TASK DETAILS: In the material beneath, how many lines contain the word "cover"? Give the count alone.

EXERCISE MATERIALS:
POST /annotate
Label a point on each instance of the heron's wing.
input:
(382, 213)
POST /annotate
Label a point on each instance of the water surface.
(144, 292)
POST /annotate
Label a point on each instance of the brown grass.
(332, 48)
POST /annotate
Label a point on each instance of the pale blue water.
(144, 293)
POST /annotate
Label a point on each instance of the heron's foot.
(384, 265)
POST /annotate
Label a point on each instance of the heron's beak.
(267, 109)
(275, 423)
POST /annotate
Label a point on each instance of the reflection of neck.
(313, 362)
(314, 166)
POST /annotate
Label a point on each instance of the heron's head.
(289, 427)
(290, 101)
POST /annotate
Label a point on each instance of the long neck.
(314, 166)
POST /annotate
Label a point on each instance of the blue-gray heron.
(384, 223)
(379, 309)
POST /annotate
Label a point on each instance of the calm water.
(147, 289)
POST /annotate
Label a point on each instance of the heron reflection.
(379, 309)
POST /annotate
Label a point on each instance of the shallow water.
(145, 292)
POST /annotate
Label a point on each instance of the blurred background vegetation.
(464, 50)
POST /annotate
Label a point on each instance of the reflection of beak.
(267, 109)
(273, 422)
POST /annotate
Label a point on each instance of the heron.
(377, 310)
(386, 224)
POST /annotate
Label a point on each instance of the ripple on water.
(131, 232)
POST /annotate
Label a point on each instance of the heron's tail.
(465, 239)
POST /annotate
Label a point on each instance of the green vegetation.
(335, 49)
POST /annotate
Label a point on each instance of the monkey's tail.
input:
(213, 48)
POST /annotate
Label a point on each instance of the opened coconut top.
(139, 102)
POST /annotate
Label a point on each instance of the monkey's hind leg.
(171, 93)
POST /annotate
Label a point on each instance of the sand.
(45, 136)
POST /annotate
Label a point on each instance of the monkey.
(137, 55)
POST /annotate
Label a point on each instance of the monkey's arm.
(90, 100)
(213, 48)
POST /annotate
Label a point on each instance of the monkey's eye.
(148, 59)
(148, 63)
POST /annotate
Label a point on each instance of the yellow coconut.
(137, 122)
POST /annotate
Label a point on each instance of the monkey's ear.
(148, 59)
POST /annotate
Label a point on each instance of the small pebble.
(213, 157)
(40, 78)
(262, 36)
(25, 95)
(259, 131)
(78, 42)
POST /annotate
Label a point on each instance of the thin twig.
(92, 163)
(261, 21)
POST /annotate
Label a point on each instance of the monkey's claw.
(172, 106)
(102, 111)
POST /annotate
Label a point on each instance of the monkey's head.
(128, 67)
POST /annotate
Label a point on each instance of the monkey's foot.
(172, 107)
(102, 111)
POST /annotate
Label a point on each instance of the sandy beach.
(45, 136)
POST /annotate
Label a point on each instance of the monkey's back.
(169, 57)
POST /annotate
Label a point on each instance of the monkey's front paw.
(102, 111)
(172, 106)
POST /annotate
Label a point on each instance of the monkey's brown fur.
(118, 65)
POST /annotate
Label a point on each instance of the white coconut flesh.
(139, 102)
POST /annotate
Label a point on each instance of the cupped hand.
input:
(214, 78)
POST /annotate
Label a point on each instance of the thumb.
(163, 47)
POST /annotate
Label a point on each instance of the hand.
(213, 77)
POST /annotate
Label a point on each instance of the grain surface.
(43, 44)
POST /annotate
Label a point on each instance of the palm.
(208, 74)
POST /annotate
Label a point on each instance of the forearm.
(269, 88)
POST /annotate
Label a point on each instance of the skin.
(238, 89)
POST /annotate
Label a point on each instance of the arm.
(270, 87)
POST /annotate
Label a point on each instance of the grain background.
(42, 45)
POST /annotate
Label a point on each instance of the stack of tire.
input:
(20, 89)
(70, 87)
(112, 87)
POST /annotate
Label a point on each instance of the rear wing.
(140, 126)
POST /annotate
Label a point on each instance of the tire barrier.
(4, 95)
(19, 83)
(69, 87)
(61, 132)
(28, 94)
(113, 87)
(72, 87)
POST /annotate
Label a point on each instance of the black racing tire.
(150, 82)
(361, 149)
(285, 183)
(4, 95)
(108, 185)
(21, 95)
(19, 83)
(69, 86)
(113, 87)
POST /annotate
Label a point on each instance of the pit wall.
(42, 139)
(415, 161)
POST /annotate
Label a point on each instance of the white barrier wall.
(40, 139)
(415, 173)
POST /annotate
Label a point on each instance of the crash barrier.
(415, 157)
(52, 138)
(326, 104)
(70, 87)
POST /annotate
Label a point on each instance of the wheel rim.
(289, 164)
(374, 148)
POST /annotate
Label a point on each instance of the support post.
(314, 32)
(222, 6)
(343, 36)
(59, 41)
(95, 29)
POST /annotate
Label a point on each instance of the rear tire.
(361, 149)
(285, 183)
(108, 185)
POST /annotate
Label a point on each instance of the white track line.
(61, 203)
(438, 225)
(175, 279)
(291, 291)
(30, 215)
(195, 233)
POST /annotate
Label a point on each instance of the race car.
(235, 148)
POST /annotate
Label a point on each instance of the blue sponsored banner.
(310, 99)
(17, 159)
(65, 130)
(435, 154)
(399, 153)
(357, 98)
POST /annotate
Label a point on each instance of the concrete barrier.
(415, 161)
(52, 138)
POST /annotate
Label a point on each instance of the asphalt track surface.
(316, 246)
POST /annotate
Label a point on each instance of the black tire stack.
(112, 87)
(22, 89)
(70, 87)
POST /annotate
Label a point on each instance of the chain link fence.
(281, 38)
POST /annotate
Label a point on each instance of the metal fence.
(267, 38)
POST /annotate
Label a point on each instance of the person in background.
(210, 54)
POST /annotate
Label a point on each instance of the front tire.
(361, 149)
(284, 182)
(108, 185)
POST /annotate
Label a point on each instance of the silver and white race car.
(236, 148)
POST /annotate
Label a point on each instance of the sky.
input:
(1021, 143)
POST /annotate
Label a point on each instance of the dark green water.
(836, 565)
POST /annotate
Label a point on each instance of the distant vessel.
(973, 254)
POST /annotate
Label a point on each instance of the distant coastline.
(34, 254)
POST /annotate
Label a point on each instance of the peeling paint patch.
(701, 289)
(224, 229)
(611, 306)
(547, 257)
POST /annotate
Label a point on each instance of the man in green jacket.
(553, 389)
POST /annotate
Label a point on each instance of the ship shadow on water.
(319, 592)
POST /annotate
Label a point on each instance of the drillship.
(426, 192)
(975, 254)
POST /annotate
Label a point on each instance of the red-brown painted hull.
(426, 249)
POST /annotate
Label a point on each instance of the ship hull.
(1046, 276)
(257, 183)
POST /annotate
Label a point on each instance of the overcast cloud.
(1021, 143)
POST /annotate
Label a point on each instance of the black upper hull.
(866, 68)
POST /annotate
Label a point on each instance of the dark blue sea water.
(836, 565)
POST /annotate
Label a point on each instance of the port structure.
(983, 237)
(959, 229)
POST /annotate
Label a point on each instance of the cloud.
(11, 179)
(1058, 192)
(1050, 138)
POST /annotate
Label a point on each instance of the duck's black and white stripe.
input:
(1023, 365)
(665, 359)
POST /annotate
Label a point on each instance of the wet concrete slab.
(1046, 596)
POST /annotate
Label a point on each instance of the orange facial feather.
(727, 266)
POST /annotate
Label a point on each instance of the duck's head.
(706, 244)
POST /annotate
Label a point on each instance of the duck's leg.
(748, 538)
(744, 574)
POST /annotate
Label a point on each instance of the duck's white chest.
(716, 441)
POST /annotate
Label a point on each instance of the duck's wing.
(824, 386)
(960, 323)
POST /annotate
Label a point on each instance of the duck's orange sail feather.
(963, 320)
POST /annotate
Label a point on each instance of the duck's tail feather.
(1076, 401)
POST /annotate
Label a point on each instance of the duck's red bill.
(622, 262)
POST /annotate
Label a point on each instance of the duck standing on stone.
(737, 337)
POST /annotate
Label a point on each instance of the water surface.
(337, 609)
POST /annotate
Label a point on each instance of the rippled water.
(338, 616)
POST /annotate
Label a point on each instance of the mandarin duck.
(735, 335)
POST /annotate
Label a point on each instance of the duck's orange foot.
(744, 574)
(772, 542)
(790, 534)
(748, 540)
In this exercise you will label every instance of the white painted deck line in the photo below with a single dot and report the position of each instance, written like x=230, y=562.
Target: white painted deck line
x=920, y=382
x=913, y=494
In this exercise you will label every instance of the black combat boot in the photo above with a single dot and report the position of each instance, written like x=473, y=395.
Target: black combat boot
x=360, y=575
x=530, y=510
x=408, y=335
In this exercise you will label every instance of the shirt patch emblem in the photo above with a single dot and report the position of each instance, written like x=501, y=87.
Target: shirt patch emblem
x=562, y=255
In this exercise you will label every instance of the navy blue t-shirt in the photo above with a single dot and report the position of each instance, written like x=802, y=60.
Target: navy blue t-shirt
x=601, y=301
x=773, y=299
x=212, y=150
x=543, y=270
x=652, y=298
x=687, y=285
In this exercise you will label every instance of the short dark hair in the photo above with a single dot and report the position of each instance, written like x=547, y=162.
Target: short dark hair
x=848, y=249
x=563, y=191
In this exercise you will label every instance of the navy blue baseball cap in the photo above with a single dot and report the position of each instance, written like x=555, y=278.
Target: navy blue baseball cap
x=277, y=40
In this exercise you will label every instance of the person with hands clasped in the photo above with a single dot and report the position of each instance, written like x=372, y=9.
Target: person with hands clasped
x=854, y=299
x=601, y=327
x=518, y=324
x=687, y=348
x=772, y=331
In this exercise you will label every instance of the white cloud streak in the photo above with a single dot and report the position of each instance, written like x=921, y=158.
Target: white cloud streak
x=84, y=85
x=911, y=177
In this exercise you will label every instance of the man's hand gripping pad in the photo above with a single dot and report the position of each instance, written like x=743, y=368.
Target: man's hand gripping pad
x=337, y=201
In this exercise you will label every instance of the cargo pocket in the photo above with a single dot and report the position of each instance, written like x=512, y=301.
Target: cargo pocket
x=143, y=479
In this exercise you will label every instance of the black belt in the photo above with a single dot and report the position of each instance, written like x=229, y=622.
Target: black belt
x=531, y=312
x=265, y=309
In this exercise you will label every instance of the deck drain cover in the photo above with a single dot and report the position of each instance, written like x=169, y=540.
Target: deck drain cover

FINISHED TASK: 2